_TEXT EXCERPT_
○ ○ ○ ○ ○ ○ ○
H2-7. Leakage & Touch Safety: monitoring, limiting, and diagnosing leakage paths
Turn leakage and touch-safety risks into measurable engineering evidence. Map leakage loops, choose monitoring that matches the path, and distinguish nuisance trips from real insulation degradation using two-point measurements and logs.
- Leakage path map
- RCD/CT/insulation monitoring boundaries
- Nuisance trips vs missed detection
- Field debug checklist (symptom → evidence → isolate)
7.1 Leakage path map (from hot side to touchable metal / cold side)
Leakage is a loop, not a single node. Start by identifying whether the path is intentional (EMI components), conditional (moisture/contamination), or aging/fault driven (degraded insulation). Each class has different symptoms and different evidence.
7.2 Monitoring options (RCD/GFCI, CT/differential sensing, insulation monitoring)
Monitoring must match the leakage loop. A trip device proves a differential imbalance, but not necessarily the root path. A sensing chain provides trend and correlation—only if it can separate real leakage from transient common-mode injection.
- Best for catching true differential leakage loops.
- May nuisance-trip under fast transients if the system injects common-mode spikes into the sensing loop.
- Use logs and two-point measurements to separate “spike” events from baseline trend.
- Enables leakage trend tracking and event records (time-correlated with resets and EMI).
- Requires bandwidth/filters that avoid treating fast CM bursts as real leakage.
- Evidence output should include peak, RMS/mean, duration, and timestamp.
- Helps detect degradation paths before catastrophic failure.
- Most valuable when correlated to humidity/contamination and post-stress drift.
- Focus on trend and repeatability, not one-time readings.
7.3 Nuisance trips vs missed detection (common sources and discriminators)
The highest-risk failure mode is confusing transient injection with true insulation leakage. Use discriminators that separate spike-only events from baseline drift and link both to entry stress and EMI coupling.
Nuisance trip (false)
- Transient-driven spike: short pulses aligned with switching/entry events.
- EMI capacitor injection: higher baseline but stable and repeatable across humidity.
- CM burst coupling: sensor chain sees spikes while insulation trend stays flat.
Missed detection (danger)
○ ○ ○ ○ ○ ○ ○
_DATASET RECORDS_
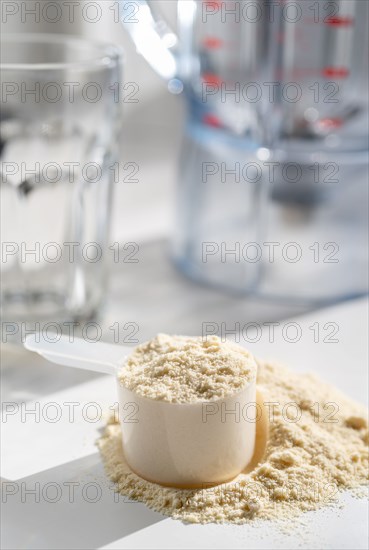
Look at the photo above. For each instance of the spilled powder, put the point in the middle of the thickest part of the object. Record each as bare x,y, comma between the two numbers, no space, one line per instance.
317,447
181,369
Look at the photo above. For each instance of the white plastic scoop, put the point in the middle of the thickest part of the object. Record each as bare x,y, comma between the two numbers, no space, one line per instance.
186,445
97,357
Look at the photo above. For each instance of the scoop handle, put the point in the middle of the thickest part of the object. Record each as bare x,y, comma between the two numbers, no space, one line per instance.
92,356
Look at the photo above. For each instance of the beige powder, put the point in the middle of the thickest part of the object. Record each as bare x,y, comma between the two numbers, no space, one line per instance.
180,369
306,462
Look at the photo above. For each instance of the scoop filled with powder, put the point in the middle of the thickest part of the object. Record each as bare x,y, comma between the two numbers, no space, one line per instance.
189,398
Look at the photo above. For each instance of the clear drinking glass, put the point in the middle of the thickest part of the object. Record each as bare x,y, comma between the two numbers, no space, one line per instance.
60,118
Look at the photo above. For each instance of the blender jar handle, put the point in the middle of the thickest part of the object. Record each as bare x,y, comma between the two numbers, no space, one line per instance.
152,36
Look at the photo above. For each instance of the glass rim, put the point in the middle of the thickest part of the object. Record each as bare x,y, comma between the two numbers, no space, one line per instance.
107,54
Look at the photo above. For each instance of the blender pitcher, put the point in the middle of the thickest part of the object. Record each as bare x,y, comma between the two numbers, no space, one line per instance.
277,97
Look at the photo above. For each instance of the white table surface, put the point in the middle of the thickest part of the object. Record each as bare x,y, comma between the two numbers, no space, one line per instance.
47,457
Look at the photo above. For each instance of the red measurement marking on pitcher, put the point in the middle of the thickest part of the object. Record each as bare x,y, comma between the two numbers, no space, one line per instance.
330,123
213,42
339,21
335,72
213,3
211,78
212,120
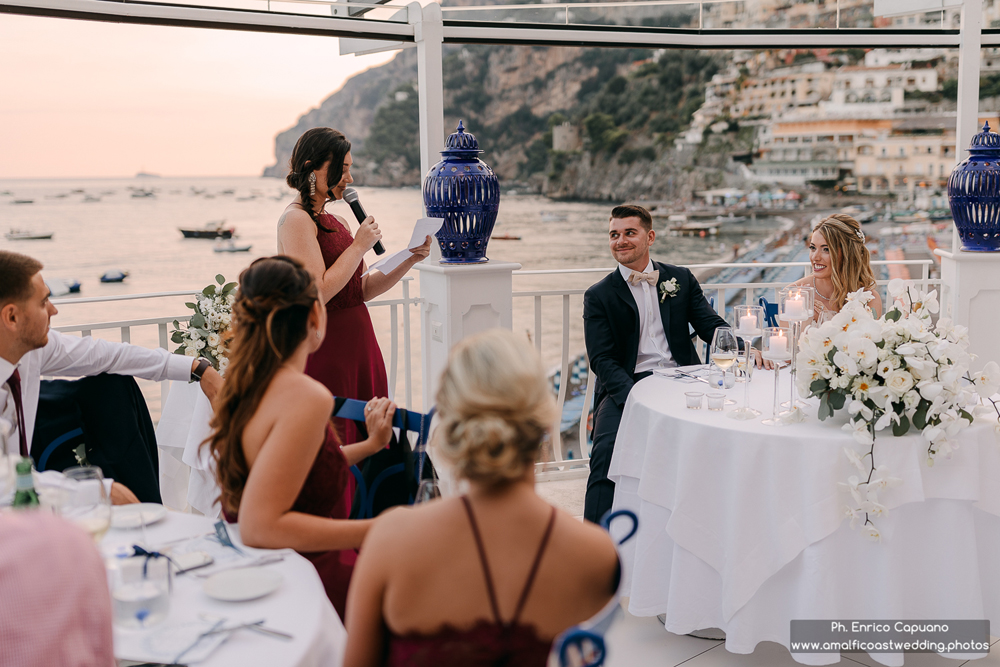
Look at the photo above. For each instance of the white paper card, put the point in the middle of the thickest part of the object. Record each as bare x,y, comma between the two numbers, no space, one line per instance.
423,228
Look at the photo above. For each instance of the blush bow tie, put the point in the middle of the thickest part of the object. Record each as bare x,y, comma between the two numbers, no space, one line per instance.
638,277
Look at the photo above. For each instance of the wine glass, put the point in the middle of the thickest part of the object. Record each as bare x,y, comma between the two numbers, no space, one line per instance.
86,501
777,343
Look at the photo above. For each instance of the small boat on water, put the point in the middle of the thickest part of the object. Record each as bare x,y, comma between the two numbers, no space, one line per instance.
231,246
211,230
114,276
25,235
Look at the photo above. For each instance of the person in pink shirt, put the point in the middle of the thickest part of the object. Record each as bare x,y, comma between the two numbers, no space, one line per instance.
55,608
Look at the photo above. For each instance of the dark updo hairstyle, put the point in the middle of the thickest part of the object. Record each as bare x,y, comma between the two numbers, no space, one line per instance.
270,321
313,149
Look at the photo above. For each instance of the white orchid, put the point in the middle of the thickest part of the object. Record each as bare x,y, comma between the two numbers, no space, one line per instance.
987,381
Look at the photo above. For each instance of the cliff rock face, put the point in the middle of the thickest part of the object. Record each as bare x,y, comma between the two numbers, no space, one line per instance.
628,106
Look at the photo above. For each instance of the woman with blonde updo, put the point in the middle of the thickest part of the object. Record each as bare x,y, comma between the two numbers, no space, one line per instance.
281,468
480,579
841,264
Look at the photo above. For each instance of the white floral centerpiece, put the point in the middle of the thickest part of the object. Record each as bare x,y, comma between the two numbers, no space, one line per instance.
206,332
901,371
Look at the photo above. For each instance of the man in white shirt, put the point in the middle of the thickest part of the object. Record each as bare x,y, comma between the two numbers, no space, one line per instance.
635,320
28,350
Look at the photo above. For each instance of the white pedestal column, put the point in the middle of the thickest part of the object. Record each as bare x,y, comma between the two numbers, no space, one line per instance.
970,296
459,301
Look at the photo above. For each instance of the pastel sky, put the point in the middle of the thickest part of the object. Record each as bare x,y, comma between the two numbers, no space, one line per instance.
85,99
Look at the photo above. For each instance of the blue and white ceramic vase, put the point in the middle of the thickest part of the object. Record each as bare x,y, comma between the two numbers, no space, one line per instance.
464,191
974,194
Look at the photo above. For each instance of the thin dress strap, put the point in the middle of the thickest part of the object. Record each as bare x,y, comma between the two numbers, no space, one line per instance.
486,566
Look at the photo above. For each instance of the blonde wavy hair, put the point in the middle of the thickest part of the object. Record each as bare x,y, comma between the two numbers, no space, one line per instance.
495,407
850,263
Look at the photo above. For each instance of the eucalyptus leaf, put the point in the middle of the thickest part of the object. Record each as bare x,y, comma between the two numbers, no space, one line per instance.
902,427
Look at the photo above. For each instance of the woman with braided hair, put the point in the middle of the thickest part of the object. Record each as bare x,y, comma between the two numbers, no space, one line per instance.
349,362
281,468
841,264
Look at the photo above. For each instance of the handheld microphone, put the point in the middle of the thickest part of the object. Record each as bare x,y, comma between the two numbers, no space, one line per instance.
351,197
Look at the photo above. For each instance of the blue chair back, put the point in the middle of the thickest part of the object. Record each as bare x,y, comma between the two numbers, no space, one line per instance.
770,312
404,420
587,638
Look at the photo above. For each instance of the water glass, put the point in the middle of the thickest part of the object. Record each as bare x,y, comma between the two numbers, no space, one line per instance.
85,501
140,590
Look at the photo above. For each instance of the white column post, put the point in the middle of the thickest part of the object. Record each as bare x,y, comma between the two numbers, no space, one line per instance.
460,300
969,56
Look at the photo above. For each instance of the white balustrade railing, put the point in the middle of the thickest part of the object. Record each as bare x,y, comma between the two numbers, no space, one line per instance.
560,467
126,327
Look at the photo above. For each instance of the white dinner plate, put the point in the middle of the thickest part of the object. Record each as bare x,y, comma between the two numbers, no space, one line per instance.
243,583
132,516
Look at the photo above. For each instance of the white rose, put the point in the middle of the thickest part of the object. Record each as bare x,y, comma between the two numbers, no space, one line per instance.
899,382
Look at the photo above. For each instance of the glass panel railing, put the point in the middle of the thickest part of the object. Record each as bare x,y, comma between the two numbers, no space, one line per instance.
764,15
391,13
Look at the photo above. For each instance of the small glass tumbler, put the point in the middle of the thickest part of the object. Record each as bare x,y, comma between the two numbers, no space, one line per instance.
140,590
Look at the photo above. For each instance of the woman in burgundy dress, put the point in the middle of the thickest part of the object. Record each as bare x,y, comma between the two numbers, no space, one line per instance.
350,362
480,580
281,468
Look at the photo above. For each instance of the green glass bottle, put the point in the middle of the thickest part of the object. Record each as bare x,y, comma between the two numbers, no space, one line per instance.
25,496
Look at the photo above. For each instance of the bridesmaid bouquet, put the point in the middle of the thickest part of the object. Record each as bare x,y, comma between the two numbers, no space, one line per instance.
901,371
206,332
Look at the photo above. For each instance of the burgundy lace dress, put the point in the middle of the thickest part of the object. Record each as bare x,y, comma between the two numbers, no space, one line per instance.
487,643
349,362
323,495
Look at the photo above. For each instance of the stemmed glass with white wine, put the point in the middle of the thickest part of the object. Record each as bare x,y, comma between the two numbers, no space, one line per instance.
85,501
725,350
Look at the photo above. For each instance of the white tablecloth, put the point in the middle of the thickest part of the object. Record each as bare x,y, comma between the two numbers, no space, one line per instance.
299,607
742,524
187,477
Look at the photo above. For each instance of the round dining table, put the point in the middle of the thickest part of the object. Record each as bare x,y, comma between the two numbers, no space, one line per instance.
742,525
299,607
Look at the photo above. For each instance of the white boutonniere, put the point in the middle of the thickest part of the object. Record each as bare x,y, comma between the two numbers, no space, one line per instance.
668,288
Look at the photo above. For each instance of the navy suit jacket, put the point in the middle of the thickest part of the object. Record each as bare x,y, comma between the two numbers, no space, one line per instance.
611,327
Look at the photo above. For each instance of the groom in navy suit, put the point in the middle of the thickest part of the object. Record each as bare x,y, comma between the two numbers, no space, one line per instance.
634,320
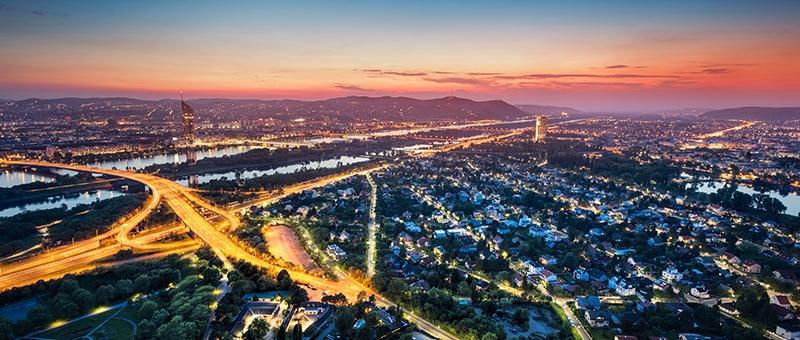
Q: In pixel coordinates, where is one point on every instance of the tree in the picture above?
(489, 336)
(753, 302)
(147, 310)
(297, 332)
(299, 296)
(257, 330)
(520, 316)
(344, 321)
(124, 287)
(83, 298)
(284, 280)
(105, 294)
(281, 334)
(142, 283)
(364, 333)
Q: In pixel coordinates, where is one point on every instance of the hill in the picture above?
(547, 110)
(755, 113)
(344, 108)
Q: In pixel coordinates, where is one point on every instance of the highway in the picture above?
(86, 255)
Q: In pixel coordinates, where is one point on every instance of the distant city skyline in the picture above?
(609, 56)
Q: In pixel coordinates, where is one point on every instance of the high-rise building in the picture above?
(541, 129)
(188, 120)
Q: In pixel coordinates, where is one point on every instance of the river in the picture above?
(57, 201)
(288, 169)
(10, 178)
(175, 157)
(791, 201)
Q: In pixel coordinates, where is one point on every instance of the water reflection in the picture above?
(791, 200)
(247, 174)
(58, 201)
(10, 178)
(177, 157)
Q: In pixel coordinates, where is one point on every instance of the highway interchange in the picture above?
(190, 209)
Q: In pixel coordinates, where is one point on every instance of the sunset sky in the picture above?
(591, 55)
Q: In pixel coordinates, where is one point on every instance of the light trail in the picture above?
(371, 227)
(720, 133)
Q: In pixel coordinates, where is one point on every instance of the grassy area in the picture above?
(114, 328)
(78, 328)
(564, 320)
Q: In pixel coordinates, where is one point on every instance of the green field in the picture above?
(115, 326)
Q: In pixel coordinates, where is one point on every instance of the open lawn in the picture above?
(116, 324)
(283, 244)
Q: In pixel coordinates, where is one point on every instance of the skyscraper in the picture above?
(188, 120)
(541, 129)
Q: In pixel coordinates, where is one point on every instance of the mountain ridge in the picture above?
(348, 107)
(755, 113)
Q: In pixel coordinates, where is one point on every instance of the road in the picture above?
(272, 197)
(85, 255)
(744, 124)
(371, 226)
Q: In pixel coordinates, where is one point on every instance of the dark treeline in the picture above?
(20, 231)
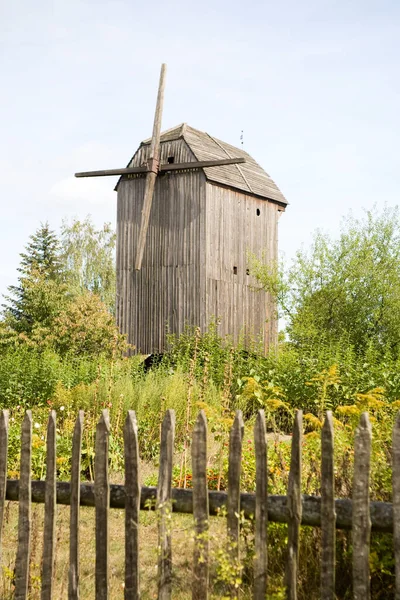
○ ○ ○ ○ ○ ○ ○
_TASK LIST_
• a. Summarize the leakage and touch-safety text in two sentences.
• b. Reproduce the part of the leakage and touch-safety text that opens with the words containing "- Enables leakage" and closes with "before catastrophic failure.".

_EXERCISE ANSWERS_
• a. Leakage is treated as a loop whose path may be intentional through EMI components, conditional on moisture or contamination, or driven by aging and degraded insulation, and monitoring by trip devices, differential sensing, or insulation monitoring must match that loop. The highest-risk failure mode is confusing transient injection with true insulation leakage, so two-point measurements and logs are used to separate spike-only events from baseline drift.

• b.
- Enables leakage trend tracking and event records (time-correlated with resets and EMI).
- Requires bandwidth/filters that avoid treating fast CM bursts as real leakage.
- Evidence output should include peak, RMS/mean, duration, and timestamp.
- Helps detect degradation paths before catastrophic failure.